● Work order
Whenever a line below includes the string "metal", show it.

(Items from a data source)

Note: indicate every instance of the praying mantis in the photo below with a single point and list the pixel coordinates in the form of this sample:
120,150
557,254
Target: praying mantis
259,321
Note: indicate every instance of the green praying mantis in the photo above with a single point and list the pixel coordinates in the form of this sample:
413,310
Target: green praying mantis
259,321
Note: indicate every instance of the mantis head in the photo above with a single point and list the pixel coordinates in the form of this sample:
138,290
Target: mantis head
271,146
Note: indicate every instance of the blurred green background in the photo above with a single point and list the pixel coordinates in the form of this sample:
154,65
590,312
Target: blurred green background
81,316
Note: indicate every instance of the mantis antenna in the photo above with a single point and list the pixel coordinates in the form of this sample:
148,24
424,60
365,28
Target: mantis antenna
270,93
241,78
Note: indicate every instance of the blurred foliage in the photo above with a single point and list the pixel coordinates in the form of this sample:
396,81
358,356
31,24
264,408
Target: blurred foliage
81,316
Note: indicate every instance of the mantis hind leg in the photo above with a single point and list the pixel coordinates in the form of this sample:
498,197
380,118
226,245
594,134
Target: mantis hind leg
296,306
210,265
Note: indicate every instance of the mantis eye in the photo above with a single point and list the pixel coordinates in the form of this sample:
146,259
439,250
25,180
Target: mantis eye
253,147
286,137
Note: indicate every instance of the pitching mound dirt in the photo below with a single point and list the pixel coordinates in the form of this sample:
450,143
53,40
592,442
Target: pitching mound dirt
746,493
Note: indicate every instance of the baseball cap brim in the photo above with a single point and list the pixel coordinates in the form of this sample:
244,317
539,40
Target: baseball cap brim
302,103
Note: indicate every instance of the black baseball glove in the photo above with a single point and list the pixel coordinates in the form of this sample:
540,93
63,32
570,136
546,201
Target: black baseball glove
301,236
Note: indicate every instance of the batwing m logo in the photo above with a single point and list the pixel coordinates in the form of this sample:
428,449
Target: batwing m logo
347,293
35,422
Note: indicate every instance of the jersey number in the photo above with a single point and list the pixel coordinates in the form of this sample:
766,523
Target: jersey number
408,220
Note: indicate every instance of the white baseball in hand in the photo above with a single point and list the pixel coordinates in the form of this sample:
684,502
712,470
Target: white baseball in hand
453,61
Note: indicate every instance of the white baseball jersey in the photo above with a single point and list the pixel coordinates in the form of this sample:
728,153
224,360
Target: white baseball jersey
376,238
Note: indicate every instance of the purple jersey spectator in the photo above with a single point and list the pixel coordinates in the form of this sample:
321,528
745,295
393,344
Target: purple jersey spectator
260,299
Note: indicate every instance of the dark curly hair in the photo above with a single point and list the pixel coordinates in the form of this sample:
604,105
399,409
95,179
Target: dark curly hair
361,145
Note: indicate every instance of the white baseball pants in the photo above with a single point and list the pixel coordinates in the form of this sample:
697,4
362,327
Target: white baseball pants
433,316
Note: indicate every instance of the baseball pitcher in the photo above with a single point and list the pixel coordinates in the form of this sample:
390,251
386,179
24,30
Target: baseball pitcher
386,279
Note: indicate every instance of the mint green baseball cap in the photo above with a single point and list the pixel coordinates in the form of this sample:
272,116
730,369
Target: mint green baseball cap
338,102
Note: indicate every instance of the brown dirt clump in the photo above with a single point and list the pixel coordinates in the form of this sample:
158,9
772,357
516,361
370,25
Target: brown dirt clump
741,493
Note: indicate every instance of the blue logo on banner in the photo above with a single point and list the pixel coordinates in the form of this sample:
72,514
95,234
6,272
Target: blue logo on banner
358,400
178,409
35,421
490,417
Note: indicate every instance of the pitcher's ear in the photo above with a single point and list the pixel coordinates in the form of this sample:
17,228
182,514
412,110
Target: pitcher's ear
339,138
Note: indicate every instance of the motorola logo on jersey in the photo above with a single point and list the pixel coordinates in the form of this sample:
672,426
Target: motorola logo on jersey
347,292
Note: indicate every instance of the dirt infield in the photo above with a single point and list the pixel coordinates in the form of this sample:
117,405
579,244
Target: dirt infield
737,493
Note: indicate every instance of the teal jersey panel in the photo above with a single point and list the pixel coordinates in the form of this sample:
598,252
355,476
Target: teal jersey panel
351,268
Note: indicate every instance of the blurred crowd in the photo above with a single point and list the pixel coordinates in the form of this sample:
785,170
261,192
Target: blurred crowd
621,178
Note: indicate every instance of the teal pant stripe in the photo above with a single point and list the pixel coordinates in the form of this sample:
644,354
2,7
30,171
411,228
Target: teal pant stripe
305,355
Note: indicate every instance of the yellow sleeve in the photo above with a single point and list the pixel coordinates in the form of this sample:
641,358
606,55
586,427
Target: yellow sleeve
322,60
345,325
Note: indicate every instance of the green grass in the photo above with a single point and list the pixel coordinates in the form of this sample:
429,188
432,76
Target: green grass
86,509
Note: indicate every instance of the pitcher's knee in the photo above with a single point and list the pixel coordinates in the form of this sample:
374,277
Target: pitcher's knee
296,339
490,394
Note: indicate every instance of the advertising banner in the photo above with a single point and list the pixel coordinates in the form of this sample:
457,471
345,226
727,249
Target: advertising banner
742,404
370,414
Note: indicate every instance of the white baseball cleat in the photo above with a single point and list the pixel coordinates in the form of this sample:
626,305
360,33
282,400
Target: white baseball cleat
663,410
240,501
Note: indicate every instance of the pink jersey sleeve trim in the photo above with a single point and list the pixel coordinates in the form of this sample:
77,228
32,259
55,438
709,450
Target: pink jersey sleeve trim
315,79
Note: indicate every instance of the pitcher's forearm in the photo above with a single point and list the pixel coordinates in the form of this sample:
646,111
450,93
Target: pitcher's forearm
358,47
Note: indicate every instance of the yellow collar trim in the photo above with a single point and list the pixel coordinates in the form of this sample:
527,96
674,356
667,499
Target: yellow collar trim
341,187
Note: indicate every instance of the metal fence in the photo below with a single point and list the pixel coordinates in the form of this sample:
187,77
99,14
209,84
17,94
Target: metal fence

● Task answer
Note: indicate every instance of the metal fence in the photo below with a single point and list the pixel coordinates in the form of this sample:
Target: metal fence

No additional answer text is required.